** GIVEN DATA follows **

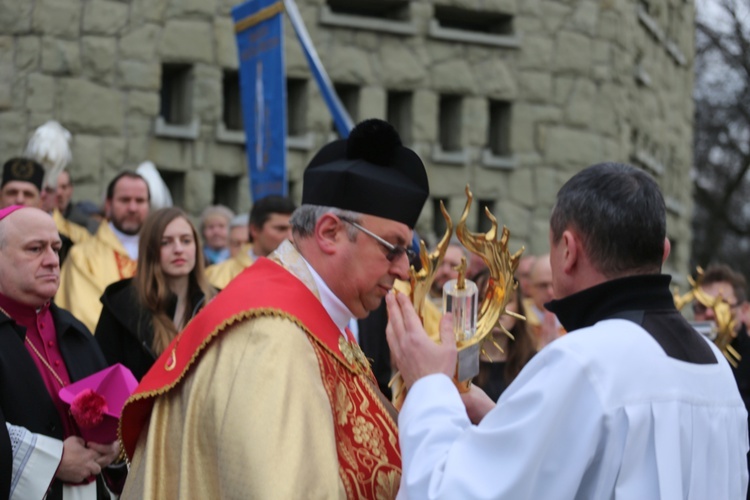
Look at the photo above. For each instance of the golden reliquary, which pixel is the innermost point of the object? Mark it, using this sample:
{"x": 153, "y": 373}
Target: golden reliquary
{"x": 473, "y": 323}
{"x": 722, "y": 331}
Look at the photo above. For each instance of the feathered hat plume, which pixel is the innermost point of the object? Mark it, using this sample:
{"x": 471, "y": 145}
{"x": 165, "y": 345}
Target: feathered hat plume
{"x": 50, "y": 146}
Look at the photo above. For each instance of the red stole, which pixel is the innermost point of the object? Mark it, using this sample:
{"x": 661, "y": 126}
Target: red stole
{"x": 366, "y": 434}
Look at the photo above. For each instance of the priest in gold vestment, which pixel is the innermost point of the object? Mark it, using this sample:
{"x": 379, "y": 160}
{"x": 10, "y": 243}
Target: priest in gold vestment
{"x": 110, "y": 255}
{"x": 266, "y": 394}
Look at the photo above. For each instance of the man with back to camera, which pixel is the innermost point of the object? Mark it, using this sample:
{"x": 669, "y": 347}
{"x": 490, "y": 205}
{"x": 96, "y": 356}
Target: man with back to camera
{"x": 632, "y": 403}
{"x": 110, "y": 255}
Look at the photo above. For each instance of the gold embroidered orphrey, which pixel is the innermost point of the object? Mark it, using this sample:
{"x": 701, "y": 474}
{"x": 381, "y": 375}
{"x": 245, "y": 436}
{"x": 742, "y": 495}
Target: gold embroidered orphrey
{"x": 502, "y": 266}
{"x": 725, "y": 320}
{"x": 354, "y": 355}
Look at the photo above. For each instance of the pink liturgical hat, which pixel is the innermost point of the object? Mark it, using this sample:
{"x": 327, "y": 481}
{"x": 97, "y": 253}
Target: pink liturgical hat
{"x": 9, "y": 210}
{"x": 96, "y": 402}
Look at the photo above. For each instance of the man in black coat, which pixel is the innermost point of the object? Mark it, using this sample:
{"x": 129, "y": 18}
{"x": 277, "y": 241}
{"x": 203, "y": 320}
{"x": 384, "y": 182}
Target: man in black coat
{"x": 42, "y": 348}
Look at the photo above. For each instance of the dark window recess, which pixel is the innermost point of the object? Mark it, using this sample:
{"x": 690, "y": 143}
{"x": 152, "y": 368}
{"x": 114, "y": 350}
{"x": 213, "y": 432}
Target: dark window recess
{"x": 450, "y": 122}
{"x": 484, "y": 223}
{"x": 399, "y": 113}
{"x": 349, "y": 96}
{"x": 226, "y": 191}
{"x": 397, "y": 10}
{"x": 498, "y": 132}
{"x": 438, "y": 221}
{"x": 175, "y": 181}
{"x": 232, "y": 113}
{"x": 474, "y": 20}
{"x": 176, "y": 93}
{"x": 296, "y": 106}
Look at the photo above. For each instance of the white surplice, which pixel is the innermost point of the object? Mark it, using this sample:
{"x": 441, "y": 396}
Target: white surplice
{"x": 600, "y": 413}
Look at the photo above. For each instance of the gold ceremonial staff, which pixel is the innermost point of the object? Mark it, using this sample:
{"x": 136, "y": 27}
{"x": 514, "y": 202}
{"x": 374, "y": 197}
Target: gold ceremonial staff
{"x": 725, "y": 320}
{"x": 502, "y": 265}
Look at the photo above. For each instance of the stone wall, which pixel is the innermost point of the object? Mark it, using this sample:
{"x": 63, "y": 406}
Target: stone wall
{"x": 587, "y": 81}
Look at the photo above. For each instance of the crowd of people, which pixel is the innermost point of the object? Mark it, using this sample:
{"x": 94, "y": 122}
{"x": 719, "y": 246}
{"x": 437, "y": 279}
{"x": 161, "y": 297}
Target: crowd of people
{"x": 264, "y": 345}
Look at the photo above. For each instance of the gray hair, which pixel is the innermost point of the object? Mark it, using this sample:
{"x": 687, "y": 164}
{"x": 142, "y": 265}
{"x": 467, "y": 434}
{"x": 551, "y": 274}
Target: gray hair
{"x": 304, "y": 219}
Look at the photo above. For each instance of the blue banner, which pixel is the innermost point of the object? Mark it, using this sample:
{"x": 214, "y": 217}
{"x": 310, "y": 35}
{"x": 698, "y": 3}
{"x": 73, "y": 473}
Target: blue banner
{"x": 258, "y": 27}
{"x": 341, "y": 117}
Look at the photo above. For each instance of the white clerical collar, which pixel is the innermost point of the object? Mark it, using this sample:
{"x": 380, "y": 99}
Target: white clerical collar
{"x": 129, "y": 241}
{"x": 336, "y": 309}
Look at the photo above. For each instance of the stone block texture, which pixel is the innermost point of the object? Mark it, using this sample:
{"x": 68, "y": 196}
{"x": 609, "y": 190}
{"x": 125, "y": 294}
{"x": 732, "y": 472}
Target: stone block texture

** End of GIVEN DATA **

• **TASK BRIEF**: Transcribe the records above exactly, without images.

• **RESPONSE BELOW**:
Look at the photo above. For each instance of the golden reliquary, which pixel is the innermost point of the object? Mark it, using this sample:
{"x": 153, "y": 373}
Target: golden reliquary
{"x": 473, "y": 323}
{"x": 722, "y": 331}
Look at the photo above. For each instance of the feathered hat plume, which pixel is the innermost point of the object? Mark it, using this sample:
{"x": 471, "y": 145}
{"x": 165, "y": 345}
Target: feathered hat plume
{"x": 50, "y": 146}
Look at the photo above. For each instance of the red stole, which pixel is the innermost point of the object? Mark it, using this sample:
{"x": 661, "y": 126}
Target: red stole
{"x": 366, "y": 434}
Look at the photo above. For each instance of the priest in gold vestment, which pixel is the innermost point of the object? Mark it, using this sample:
{"x": 379, "y": 160}
{"x": 10, "y": 243}
Target: priest in gold vestment
{"x": 110, "y": 255}
{"x": 266, "y": 394}
Look at the photo above. For each instance of the man with back to camera, which pixel is the innermost point of the object? Mark it, using this sample:
{"x": 669, "y": 347}
{"x": 490, "y": 205}
{"x": 96, "y": 356}
Target: man with back to camera
{"x": 632, "y": 403}
{"x": 110, "y": 255}
Look at the photo above. For each instance of the gold embroidered orphrey, which pixel is the innermost point of the object? Mark it, using this sample:
{"x": 701, "y": 474}
{"x": 381, "y": 375}
{"x": 245, "y": 436}
{"x": 742, "y": 495}
Target: gold embroidered orphrey
{"x": 502, "y": 266}
{"x": 725, "y": 320}
{"x": 354, "y": 355}
Look at the photo above. For each instance of the pink liturgical hat, which pixel is the innermost point of the object? Mark it, using this sample:
{"x": 327, "y": 481}
{"x": 97, "y": 253}
Target: pink liturgical hat
{"x": 9, "y": 210}
{"x": 96, "y": 402}
Look at the photo above. For each instance of the man in black coat, which pixel is the innermost point of the object? Mark it, using this sample:
{"x": 129, "y": 18}
{"x": 277, "y": 241}
{"x": 203, "y": 320}
{"x": 384, "y": 182}
Target: man in black coat
{"x": 42, "y": 348}
Look at the photo above. For each instance of the dark window recess, which pixel is the innermost point of the object? Mark it, using this sample:
{"x": 690, "y": 143}
{"x": 152, "y": 368}
{"x": 114, "y": 350}
{"x": 213, "y": 432}
Target: dark window recess
{"x": 450, "y": 122}
{"x": 484, "y": 223}
{"x": 399, "y": 113}
{"x": 349, "y": 96}
{"x": 226, "y": 191}
{"x": 397, "y": 10}
{"x": 498, "y": 132}
{"x": 438, "y": 221}
{"x": 175, "y": 181}
{"x": 232, "y": 113}
{"x": 474, "y": 20}
{"x": 176, "y": 93}
{"x": 296, "y": 106}
Look at the photo above. For each instance of the white surplice, which pixel is the innermost point of the object? Mark it, using this sample:
{"x": 441, "y": 396}
Target: white surplice
{"x": 600, "y": 413}
Look at the photo above. For each instance of the gold ceremonial staff, which pixel is the innermost point of the object? Mark it, using this sample:
{"x": 136, "y": 27}
{"x": 514, "y": 202}
{"x": 374, "y": 197}
Target: gold ceremonial staff
{"x": 725, "y": 320}
{"x": 502, "y": 265}
Look at the photo above. For each instance of the stone wall, which pixel is the innermost point of the object? Mark it, using this sample:
{"x": 63, "y": 406}
Target: stone wall
{"x": 587, "y": 81}
Look at the photo above. For each instance of the crowd of people, which pixel is the innermost point of the object? Mark it, using this sample:
{"x": 94, "y": 122}
{"x": 719, "y": 246}
{"x": 437, "y": 279}
{"x": 161, "y": 297}
Target: crowd of people
{"x": 264, "y": 345}
Look at the photo above. For each instance of the gray hair, which pixel is the innermost point of the object? Mark it, using this sample:
{"x": 687, "y": 164}
{"x": 142, "y": 265}
{"x": 467, "y": 434}
{"x": 551, "y": 274}
Target: gray hair
{"x": 304, "y": 219}
Look at the photo above. For each instance of the blue banner, which pixel is the innermost point of the object? Mark it, using this sample:
{"x": 214, "y": 217}
{"x": 310, "y": 35}
{"x": 698, "y": 3}
{"x": 73, "y": 473}
Target: blue banner
{"x": 258, "y": 27}
{"x": 341, "y": 117}
Look at the photo above. For each instance of the white clerical collar, which pixel is the innermost point of the object? Mark it, using this sample:
{"x": 380, "y": 99}
Target: white clerical collar
{"x": 129, "y": 241}
{"x": 336, "y": 309}
Look at the photo above. For each instance of the stone block texture, which pixel is the innermost point of the object? Mark it, using this sample:
{"x": 68, "y": 196}
{"x": 609, "y": 190}
{"x": 125, "y": 294}
{"x": 732, "y": 472}
Target: stone block texture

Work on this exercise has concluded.